GIVEN PROBLEM A -> According to the waterways article, which two institutions published the survey of Southeastern watersheds?
GIVEN PROBLEM B -> Reproduce verbatim the portion of the waterways article starting with "Study Identifies the" and going on through "having heart attacks.".

SELECTED TEXT ->
[BEGIN]

Study Identifies the Southeast’s Most Diverse and Imperiled Waterways
Thursday, February 9th, 2017
After more than a year of data collection, analysis and mapping, the University of Georgia River Basin Center and the Tennessee Aquarium Conservation Institute recently published a comprehensive survey of Southeastern watersheds and the diverse aquatic wildlife that live in these freshwater ecosystems.
The study’s creators say they hope it will serve as a master plan to guide research and conservation work that will ensure the long-term survival of these waterways, which have suffered from intensive human development.
“Rivers and streams in the U.S. are the arteries that flow through our landscape, and they carry a measure of the health of the landscape with them,” said Tennessee Aquarium Conservation Institute Director Anna George. “Right now, those rivers are having heart attacks.
“What we're doing is like visiting a doctor to learn how to take better care of the health of our rivers. We’ve identified some of the most important places to start a small change in our habits and how we take care of our waters.”

[END]

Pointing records
[BEGIN]

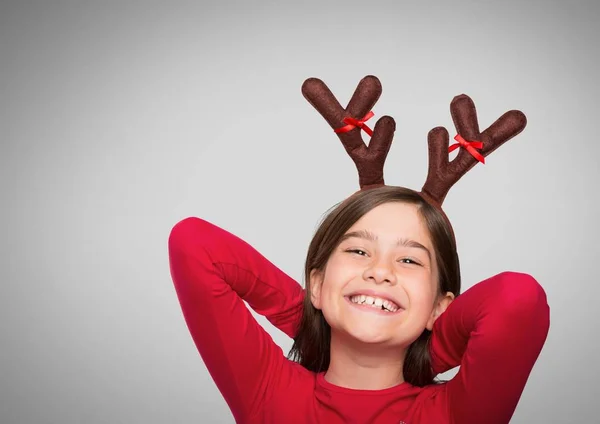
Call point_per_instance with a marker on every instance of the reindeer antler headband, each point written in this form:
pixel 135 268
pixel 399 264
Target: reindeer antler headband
pixel 442 175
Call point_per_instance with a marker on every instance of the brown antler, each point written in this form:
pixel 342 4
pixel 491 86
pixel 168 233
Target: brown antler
pixel 368 160
pixel 442 174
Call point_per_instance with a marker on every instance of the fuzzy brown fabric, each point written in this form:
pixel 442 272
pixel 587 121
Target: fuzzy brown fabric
pixel 442 173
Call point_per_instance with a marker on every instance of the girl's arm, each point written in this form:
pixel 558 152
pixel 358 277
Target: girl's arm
pixel 214 272
pixel 495 331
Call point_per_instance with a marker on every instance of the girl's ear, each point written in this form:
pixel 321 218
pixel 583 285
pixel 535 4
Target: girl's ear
pixel 316 282
pixel 440 307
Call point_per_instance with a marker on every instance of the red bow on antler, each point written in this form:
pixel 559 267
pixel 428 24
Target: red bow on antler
pixel 354 123
pixel 470 146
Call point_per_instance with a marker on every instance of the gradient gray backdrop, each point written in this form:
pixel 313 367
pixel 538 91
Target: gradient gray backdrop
pixel 118 119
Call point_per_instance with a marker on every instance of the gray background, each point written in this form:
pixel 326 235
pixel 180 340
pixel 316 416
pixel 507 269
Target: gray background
pixel 118 119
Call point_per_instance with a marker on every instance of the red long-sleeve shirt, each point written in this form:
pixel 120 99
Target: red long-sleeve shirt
pixel 494 331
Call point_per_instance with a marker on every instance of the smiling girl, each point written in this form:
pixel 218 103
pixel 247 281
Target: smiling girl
pixel 380 317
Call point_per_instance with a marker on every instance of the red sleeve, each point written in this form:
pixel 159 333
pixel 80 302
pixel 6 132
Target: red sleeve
pixel 495 331
pixel 214 272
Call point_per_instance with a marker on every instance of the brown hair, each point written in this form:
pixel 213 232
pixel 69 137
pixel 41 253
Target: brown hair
pixel 312 342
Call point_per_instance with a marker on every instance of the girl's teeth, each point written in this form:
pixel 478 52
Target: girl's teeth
pixel 374 302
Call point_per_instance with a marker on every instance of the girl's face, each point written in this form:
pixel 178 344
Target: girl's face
pixel 380 283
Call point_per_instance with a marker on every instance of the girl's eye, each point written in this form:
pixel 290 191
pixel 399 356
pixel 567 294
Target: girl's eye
pixel 409 261
pixel 357 251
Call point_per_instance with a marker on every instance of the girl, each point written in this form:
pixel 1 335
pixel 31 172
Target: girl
pixel 380 317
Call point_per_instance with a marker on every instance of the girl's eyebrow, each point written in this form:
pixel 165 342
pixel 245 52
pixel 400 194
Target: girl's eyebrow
pixel 367 235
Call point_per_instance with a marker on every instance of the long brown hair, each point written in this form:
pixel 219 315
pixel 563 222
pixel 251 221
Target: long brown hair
pixel 312 343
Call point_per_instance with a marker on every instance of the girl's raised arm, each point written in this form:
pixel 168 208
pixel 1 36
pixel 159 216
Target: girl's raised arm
pixel 495 331
pixel 214 272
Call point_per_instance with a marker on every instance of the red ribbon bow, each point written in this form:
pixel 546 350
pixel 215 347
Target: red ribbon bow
pixel 354 123
pixel 470 146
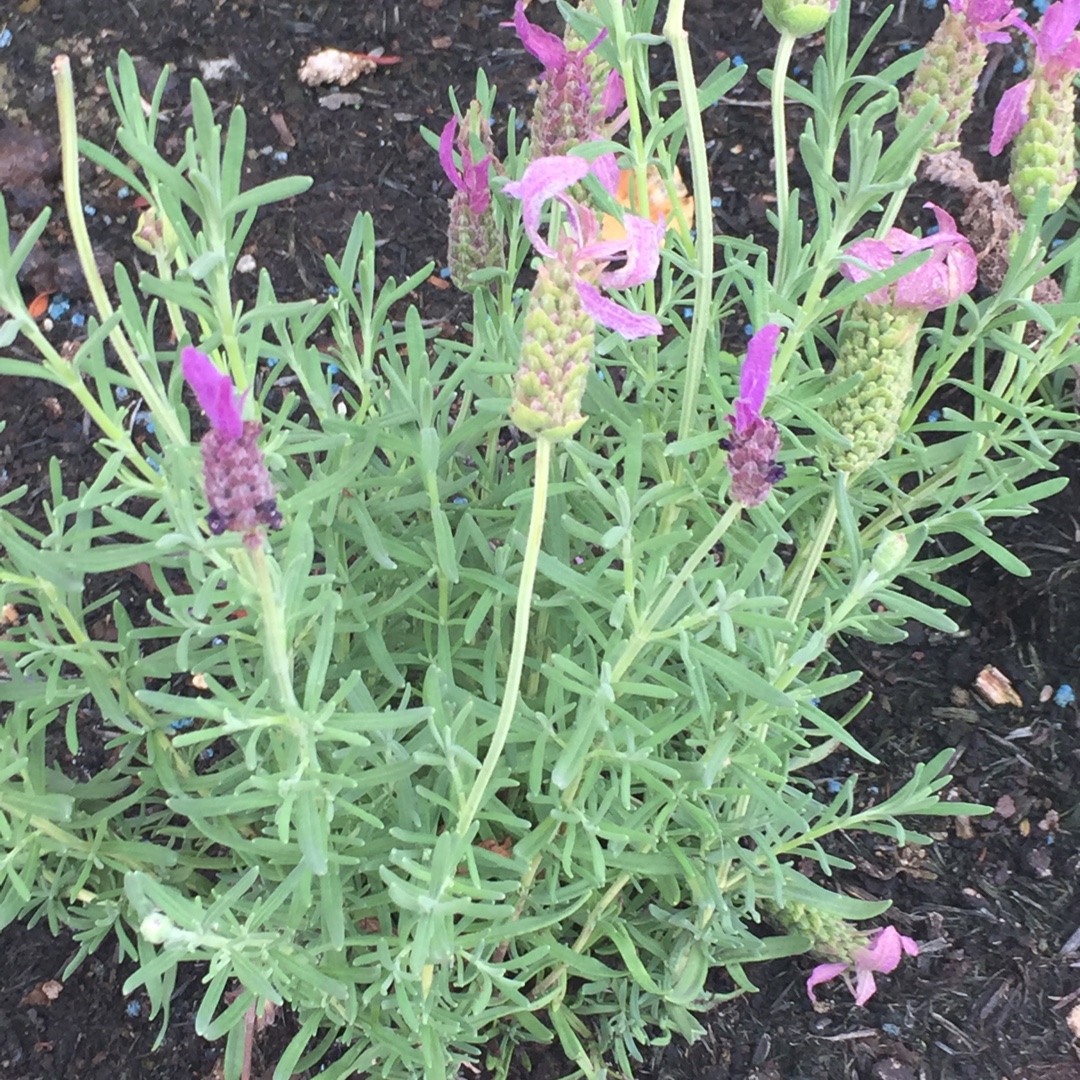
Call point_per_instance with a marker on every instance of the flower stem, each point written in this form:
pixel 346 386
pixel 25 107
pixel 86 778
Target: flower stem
pixel 780 157
pixel 522 612
pixel 275 640
pixel 679 42
pixel 77 221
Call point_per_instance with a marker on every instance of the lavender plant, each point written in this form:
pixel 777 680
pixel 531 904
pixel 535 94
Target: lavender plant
pixel 478 694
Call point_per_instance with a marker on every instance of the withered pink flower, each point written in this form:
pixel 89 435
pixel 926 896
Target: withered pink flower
pixel 990 18
pixel 948 273
pixel 238 485
pixel 580 250
pixel 472 178
pixel 882 953
pixel 754 443
pixel 569 109
pixel 1056 59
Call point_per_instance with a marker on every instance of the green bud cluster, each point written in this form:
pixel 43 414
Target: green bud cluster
pixel 799 17
pixel 877 342
pixel 474 242
pixel 947 77
pixel 829 934
pixel 556 351
pixel 1043 153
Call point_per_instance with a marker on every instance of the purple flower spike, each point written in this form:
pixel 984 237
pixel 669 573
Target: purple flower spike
pixel 883 952
pixel 990 18
pixel 215 392
pixel 472 177
pixel 584 255
pixel 1056 57
pixel 948 273
pixel 754 382
pixel 754 444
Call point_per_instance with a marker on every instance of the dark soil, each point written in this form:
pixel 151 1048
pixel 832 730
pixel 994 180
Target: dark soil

[END]

PROBLEM SOLUTION A -> The University of Georgia River Basin Center and the Tennessee Aquarium Conservation Institute.

PROBLEM SOLUTION B ->
Study Identifies the Southeast’s Most Diverse and Imperiled Waterways
Thursday, February 9th, 2017
After more than a year of data collection, analysis and mapping, the University of Georgia River Basin Center and the Tennessee Aquarium Conservation Institute recently published a comprehensive survey of Southeastern watersheds and the diverse aquatic wildlife that live in these freshwater ecosystems.
The study’s creators say they hope it will serve as a master plan to guide research and conservation work that will ensure the long-term survival of these waterways, which have suffered from intensive human development.
“Rivers and streams in the U.S. are the arteries that flow through our landscape, and they carry a measure of the health of the landscape with them,” said Tennessee Aquarium Conservation Institute Director Anna George. “Right now, those rivers are having heart attacks.